- _RINCIAN TUGAS_: Lanjutkan berita di bawah ini tentang tanggapan Bupati Sukamara atas pidato Hari Guru Nadiem Makarim, mulai setelah kalimat terakhir yang tercantum.

- _TEKS UNTUK DIANALISIS_:
☆ ☆ ☆ ☆ ☆ ☆ ☆

SUKAMARA – Bupati Sukamara, Windu Subagio menanggapi pidato Menteri pendidikan dan Kebudayaan RI, Nadiem Makarim yang sangat tegas dan langsung pada pokok permasalahan.
Pasalnya teks pidato yang disiapkan dalam rangka memperingati hari guru nasional dan PGRI ke 74 itu viral di media sosial karena hanya terdiri dari dua lembar saja.
“Ini sambutan yang luar biasa, kerena memang lebih kepada ini loh yang kita butuhkan,” kata Windu usai memimpin apel peringatan hari guru nasional dan PGRI di SMAN 1 Sukamara, Senin 25 November 2019.
“Jadi memang harus banyak pelajaran yang mampu mengedukasi yang bisa langsung dipraktekkan oleh siswa. Lalu pajaran yang diprektekkan itu bukam hanya di kelas atau sekolah, tapi sampai pada kehidupan sehari-hari dilingkungan masyarakat dan itu sambutan luar biasa,” lanjut Windu.
Berikut isi lengkap sambutan Nadiem, yang diambil dari laman resmi Kemendikbud. Bapak dan Ibu Guru yang saya hormati, biasanya Hari Guru dipenuhi oleh kata-kata inspiratif dan retorik. Mohon maaf, tetapi hari ini pidato saya akan sedikit berbeda. Saya ingin berbicara apa adanya, dengan hati yang tulus, kepada semua guru di Indonesia, dari Sabang sampai Merauke.

☆ ☆ ☆ ☆ ☆ ☆ ☆

- _Data Tersimpan_:
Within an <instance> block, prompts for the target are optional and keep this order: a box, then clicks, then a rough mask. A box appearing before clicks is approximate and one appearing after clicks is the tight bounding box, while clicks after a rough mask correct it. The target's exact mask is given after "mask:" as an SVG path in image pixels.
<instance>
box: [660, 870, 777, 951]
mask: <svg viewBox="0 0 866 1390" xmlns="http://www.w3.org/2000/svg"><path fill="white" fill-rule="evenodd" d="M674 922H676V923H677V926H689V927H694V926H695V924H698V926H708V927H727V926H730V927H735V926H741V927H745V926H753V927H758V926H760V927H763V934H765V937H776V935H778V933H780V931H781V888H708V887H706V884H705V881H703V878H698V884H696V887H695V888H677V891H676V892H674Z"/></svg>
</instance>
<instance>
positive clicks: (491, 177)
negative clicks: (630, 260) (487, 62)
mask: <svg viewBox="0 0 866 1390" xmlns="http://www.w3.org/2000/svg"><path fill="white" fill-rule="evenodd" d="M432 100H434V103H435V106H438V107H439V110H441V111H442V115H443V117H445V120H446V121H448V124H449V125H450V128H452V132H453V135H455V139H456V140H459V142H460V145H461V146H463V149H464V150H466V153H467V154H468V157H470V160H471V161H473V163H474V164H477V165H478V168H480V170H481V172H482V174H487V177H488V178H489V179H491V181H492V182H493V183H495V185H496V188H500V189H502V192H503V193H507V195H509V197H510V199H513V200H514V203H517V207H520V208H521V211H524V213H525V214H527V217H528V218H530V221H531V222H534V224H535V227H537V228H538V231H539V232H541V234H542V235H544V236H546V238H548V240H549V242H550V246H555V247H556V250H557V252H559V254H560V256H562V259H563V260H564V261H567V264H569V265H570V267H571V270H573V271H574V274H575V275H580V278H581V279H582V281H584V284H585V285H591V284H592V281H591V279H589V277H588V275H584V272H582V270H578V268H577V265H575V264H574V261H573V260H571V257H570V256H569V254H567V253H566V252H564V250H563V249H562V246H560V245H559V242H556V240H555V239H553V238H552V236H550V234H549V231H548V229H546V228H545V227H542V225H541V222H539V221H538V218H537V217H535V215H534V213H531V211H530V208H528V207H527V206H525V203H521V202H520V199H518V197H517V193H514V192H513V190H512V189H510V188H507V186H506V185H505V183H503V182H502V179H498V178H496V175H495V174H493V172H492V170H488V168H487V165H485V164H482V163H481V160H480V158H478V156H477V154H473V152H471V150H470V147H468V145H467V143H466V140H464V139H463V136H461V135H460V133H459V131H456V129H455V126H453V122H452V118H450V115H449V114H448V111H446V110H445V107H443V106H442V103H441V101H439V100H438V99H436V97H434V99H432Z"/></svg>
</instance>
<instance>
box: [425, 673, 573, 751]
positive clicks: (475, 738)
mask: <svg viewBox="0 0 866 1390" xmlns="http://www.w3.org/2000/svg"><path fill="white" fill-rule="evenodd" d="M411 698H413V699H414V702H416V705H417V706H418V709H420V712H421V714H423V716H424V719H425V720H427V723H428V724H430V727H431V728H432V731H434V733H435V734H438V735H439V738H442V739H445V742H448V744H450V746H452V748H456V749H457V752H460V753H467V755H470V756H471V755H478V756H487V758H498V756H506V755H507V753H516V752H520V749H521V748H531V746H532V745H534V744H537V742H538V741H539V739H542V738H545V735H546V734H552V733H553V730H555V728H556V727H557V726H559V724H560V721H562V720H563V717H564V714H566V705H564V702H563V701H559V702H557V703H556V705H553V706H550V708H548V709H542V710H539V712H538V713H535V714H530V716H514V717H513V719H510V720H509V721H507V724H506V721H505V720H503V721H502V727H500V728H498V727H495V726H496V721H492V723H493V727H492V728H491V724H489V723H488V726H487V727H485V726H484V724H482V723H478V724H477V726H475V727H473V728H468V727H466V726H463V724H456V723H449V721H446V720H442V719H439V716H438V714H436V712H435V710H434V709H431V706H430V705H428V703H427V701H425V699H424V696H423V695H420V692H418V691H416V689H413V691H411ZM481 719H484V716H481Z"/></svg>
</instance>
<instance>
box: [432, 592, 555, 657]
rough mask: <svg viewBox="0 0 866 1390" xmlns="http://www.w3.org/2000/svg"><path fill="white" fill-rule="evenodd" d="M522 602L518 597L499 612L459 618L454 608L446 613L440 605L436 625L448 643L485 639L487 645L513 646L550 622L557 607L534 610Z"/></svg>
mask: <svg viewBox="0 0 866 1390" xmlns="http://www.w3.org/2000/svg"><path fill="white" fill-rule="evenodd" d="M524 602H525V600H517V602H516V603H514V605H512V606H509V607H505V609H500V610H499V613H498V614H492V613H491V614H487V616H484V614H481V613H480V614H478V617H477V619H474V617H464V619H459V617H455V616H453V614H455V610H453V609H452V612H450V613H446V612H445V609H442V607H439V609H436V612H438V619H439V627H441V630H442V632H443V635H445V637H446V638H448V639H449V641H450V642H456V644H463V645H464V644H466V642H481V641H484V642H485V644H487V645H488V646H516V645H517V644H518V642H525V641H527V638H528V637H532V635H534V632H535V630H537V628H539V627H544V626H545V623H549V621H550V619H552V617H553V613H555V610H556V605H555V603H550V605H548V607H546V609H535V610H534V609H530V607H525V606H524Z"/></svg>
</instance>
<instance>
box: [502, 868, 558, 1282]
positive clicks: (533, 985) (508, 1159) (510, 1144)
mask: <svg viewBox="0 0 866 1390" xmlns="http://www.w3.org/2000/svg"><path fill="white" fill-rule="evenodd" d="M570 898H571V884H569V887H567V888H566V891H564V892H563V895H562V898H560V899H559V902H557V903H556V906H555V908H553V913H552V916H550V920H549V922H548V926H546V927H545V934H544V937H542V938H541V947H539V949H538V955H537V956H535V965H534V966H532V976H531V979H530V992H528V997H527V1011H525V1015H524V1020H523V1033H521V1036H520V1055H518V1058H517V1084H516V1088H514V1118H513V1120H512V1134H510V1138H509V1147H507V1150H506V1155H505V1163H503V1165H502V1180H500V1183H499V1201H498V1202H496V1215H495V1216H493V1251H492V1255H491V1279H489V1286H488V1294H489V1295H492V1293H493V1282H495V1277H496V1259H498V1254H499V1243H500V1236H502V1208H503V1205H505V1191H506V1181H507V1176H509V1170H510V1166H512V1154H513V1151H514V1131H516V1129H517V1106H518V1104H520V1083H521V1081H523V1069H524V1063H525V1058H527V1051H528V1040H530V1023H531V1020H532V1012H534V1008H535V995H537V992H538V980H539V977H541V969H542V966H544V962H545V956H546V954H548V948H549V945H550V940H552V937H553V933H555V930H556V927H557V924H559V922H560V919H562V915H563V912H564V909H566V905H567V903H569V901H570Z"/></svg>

☆ ☆ ☆ ☆ ☆ ☆ ☆

- _JAWABAN TUGAS_:
Guru Indonesia yang Tercinta, tugas Anda adalah yang termulia sekaligus yang tersulit.
Anda ditugasi untuk membentuk masa depan bangsa, tetapi lebih sering diberi aturan dibandingkan pertolongan. Anda ingin membantu murid yang mengalami ketertinggalan di kelas, tetapi waktu Anda habis untuk mengerjakan tugas administratif tanpa manfaat yang jelas.
Anda tahu betul bahwa potensi anak tidak dapat diukur dari hasil ujian, tetapi terpaksa mengejar angka-angka karena didesak berbagai pemangku kepentingan. Anda ingin mengajak murid keluar kelas untuk belajar dari dunia sekitarnya tetapi kurikulum yang begitu padat menutup pintu petualangan.
Anda frustrasi karena Anda tahu betul bahwa di dunia nyata kemampuan berkarya dan berkolaborasi akan menentukan kesuksesan anak, bukan kemampuan menghafal. Anda tahu bahwa setiap anak memiliki kebutuhan berbeda, tetapi keseragaman telah mengalahkan keberagaman sebagai prinsip dasar birokrasi.
Anda ingin setiap murid terinspirasi, tetapi Anda tidak diberi kepercayaan untuk berinovasi. Saya tidak akan membuat janji-janji kosong kepada Anda. Perubahan adalah hal yang sulit dan penuh ketidaknyamanan. Satu hal yang pasti, saya akan berjuang untuk memerdekakan belajar di Indonesia.
Namun perubahan tidak dapat dimulai dari atas. Semuanya berawal dan berakhir dari guru, Jangan menunggu aba-aba, jangan menunggu perintah. Ambilah langkah pertama. Besok di mana pun Anda berada, lakukan perubahan kecil di kelas Anda.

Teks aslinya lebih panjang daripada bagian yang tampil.